Task prompt —
Reproduce the data word for word, from its first line through the line with "point(302, 291)", including that line.

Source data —

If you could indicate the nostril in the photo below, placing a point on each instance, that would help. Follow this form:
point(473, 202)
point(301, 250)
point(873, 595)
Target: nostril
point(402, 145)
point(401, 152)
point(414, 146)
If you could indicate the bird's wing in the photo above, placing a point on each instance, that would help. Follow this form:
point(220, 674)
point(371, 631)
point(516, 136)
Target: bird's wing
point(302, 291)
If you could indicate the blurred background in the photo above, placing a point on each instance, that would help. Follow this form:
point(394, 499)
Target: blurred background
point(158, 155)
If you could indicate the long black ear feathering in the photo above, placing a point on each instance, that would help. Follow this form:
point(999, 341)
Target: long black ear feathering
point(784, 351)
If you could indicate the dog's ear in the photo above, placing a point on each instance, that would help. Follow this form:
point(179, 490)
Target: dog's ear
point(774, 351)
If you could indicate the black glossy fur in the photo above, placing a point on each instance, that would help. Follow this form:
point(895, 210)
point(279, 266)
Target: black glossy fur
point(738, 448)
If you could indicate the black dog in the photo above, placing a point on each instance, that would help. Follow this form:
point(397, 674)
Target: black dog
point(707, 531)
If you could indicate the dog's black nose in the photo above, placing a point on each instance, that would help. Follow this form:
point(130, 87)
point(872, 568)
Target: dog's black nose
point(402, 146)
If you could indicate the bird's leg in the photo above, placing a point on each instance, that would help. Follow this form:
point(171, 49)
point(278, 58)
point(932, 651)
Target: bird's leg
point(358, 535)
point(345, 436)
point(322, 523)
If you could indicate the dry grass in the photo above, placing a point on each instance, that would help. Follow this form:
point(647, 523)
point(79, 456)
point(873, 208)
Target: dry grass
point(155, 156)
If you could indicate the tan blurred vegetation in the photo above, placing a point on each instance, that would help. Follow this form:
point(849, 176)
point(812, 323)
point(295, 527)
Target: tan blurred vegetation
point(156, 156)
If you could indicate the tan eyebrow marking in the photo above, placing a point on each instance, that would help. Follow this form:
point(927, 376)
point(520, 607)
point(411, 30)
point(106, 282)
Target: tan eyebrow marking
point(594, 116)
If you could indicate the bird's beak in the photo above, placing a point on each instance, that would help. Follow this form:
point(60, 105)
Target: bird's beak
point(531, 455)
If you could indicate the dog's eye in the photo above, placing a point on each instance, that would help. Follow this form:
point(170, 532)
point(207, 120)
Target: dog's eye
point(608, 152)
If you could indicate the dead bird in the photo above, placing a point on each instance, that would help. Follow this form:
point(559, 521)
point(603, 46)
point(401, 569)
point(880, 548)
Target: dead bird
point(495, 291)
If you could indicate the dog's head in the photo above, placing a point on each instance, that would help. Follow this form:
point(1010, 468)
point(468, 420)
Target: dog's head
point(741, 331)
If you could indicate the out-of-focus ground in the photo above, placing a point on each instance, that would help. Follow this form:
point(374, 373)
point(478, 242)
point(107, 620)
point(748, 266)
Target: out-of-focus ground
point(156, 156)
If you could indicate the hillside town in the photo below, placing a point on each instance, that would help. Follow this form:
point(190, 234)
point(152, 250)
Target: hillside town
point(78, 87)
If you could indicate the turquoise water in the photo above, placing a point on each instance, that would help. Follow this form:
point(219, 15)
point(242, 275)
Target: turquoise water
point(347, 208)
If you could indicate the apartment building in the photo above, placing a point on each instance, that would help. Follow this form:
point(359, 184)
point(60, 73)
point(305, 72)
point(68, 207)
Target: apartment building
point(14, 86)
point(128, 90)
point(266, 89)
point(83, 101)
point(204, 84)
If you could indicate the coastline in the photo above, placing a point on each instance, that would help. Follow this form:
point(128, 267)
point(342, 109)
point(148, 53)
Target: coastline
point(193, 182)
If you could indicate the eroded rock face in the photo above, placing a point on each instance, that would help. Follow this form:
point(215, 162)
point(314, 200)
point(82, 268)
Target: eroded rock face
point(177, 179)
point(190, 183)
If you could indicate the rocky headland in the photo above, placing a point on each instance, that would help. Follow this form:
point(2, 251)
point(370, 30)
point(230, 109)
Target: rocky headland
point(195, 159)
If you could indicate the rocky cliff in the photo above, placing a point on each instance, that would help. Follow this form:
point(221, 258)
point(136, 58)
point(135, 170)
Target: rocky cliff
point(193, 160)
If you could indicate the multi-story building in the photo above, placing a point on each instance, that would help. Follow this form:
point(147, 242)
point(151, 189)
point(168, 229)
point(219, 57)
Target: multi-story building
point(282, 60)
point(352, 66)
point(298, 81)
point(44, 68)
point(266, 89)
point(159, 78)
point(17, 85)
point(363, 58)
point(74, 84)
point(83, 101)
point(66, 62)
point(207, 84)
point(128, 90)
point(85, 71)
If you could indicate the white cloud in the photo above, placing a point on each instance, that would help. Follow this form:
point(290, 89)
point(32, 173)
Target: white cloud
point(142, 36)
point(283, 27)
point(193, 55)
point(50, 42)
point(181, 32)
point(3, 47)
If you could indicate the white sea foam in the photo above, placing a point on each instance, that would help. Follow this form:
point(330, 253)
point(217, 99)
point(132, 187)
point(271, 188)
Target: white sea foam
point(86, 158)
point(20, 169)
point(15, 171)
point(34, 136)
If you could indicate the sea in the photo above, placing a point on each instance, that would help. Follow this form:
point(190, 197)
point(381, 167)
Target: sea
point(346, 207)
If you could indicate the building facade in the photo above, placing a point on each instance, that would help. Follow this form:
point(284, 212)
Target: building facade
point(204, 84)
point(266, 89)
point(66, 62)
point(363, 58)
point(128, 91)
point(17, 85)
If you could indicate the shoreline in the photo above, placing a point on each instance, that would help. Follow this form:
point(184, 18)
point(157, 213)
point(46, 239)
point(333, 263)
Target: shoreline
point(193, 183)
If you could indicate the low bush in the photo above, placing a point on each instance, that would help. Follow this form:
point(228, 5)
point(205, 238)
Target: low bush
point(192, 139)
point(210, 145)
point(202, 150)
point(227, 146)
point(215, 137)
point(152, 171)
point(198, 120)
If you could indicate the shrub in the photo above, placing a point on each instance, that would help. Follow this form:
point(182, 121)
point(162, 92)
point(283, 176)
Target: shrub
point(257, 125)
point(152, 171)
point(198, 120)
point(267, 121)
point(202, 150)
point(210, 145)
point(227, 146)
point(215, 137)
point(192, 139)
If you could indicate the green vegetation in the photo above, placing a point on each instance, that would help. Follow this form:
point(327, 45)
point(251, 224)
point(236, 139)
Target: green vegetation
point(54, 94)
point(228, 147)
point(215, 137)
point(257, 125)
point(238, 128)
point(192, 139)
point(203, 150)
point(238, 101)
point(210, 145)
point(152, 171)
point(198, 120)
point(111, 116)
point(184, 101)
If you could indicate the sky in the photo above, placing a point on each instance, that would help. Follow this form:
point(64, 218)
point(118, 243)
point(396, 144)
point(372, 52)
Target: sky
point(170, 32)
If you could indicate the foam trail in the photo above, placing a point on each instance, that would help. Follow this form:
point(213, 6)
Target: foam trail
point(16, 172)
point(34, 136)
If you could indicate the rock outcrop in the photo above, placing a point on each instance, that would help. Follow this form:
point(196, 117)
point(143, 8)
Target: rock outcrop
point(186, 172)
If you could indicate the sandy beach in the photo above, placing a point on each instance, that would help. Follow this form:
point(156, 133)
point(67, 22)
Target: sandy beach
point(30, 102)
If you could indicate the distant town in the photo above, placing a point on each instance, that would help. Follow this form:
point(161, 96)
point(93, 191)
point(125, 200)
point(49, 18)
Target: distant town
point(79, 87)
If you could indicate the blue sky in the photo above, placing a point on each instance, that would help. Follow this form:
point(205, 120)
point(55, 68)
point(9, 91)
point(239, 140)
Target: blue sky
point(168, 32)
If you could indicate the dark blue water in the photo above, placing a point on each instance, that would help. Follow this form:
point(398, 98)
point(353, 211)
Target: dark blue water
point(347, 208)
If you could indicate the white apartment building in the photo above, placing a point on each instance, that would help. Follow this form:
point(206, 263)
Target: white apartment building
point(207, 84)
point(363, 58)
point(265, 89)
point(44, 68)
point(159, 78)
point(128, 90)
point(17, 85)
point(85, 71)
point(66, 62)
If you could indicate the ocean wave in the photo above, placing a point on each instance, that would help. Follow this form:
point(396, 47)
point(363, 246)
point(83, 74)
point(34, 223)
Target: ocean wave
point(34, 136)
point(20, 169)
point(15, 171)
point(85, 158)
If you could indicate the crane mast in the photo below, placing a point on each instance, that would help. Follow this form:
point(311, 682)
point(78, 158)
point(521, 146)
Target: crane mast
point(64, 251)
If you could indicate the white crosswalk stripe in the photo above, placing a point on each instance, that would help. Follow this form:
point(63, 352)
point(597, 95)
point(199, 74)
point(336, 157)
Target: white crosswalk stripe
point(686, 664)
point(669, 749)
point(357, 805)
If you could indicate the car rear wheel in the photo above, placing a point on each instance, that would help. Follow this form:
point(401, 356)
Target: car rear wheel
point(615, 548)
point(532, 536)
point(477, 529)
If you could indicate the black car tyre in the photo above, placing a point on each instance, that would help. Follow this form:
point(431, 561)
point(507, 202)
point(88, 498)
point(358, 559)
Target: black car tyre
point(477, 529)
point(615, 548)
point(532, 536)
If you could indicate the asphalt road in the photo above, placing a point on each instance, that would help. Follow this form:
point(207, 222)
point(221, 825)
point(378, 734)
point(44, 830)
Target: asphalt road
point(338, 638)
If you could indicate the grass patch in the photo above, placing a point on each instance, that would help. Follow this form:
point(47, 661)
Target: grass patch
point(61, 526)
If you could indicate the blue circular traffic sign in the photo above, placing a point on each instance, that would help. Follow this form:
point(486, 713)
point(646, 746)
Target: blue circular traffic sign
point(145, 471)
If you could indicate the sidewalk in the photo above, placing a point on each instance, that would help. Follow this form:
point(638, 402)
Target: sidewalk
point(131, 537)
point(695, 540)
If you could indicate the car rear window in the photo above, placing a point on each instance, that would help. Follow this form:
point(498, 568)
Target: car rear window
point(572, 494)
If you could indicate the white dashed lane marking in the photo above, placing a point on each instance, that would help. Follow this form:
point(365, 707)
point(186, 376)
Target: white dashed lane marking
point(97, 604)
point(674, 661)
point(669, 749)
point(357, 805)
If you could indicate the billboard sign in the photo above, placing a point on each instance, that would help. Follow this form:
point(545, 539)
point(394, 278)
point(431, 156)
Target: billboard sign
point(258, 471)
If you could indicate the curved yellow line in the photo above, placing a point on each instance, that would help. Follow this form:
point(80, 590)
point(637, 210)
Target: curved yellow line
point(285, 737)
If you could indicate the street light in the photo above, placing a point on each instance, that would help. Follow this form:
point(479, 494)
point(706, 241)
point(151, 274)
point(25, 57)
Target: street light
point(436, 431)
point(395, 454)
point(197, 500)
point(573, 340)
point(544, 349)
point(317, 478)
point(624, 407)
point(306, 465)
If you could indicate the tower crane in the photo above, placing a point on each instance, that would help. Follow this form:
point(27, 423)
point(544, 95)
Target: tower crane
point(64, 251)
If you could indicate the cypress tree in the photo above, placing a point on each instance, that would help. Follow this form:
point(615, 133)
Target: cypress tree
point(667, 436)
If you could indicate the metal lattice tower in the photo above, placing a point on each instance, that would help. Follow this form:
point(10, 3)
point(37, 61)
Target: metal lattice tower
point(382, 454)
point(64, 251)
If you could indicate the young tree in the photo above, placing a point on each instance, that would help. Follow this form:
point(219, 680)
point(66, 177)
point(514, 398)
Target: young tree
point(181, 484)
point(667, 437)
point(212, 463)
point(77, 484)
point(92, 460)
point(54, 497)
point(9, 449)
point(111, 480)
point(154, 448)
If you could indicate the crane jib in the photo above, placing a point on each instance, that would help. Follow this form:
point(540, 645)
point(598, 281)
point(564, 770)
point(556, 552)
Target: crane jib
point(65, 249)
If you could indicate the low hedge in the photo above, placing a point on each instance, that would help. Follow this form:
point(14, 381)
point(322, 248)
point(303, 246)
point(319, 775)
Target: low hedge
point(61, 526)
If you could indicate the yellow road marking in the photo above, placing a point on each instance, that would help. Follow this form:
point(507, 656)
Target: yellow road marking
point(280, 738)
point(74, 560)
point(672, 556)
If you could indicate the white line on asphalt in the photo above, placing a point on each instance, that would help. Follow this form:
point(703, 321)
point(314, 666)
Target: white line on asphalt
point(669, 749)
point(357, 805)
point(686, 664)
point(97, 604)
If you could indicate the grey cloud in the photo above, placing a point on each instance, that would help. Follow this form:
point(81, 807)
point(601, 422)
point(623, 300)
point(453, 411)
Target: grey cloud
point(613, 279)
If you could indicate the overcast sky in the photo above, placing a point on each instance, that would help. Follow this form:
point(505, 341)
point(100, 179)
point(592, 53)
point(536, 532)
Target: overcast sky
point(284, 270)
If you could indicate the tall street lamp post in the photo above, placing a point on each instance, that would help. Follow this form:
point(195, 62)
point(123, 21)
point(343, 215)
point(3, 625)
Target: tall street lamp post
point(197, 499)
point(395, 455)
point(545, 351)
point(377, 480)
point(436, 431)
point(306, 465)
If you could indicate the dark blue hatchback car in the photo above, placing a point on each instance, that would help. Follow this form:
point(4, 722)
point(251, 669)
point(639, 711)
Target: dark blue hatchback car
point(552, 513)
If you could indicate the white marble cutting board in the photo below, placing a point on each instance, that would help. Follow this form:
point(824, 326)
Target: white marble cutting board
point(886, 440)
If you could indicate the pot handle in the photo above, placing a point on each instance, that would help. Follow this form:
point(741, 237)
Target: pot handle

Written reply —
If you could indicate the nostril in the photo below, placing a point on each instance, that would help. Follow this form:
point(473, 202)
point(301, 250)
point(873, 595)
Target: nostril
point(402, 145)
point(401, 152)
point(414, 146)
If you could indicate the bird's wing in the photo above, placing a point on each instance, that would help. Follow this form:
point(220, 674)
point(371, 631)
point(516, 136)
Target: bird's wing
point(302, 291)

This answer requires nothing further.